TASK STATEMENT ▸
Gather every line of the records below that contains the word "mask", copying each one as it appears.

DATA LISTING ▸
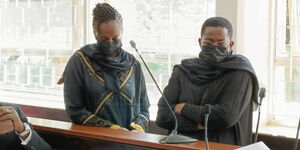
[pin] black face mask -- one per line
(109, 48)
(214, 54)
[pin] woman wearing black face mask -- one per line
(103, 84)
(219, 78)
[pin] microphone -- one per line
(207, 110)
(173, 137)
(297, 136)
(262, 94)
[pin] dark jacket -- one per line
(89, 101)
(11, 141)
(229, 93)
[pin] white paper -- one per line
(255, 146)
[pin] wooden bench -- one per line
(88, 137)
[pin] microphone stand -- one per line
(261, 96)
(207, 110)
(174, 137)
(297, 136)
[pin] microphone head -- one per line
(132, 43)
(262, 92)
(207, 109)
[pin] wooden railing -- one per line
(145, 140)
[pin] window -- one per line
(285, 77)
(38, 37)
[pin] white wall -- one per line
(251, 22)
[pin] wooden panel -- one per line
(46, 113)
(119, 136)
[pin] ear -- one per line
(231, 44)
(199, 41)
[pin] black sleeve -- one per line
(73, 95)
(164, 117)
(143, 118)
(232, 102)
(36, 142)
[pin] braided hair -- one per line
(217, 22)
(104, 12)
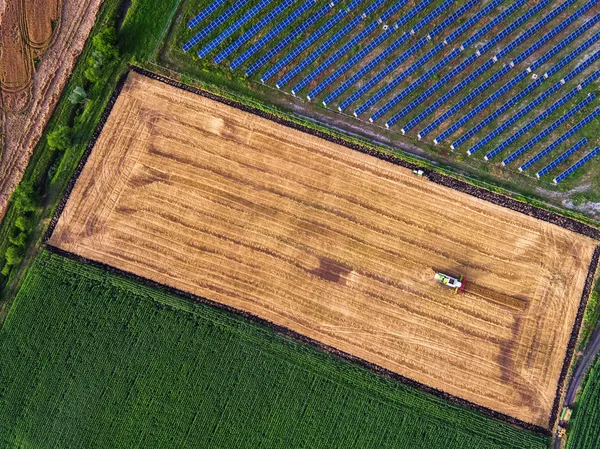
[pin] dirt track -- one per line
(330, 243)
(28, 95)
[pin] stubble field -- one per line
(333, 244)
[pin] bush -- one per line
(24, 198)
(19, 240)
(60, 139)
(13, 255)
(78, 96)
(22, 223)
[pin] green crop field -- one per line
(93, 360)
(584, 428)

--

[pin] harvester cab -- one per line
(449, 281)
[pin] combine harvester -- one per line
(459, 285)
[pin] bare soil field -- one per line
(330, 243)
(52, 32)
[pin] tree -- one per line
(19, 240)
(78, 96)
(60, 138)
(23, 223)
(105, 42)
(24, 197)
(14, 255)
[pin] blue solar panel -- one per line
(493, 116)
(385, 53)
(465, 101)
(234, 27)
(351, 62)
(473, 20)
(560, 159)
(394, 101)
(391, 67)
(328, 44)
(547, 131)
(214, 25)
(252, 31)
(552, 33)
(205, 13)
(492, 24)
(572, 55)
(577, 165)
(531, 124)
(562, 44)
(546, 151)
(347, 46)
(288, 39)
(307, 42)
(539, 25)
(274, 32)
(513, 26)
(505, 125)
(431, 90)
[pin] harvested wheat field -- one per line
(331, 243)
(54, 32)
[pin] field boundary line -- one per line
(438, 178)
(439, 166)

---

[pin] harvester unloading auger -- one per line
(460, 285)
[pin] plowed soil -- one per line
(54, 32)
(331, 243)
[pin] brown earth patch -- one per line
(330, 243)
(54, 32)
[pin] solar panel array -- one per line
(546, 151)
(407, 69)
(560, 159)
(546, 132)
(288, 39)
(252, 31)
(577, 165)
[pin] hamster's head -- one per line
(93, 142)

ANSWER ▸
[pin] black face mask -- one per line
[pin] woman wearing black face mask -- one per line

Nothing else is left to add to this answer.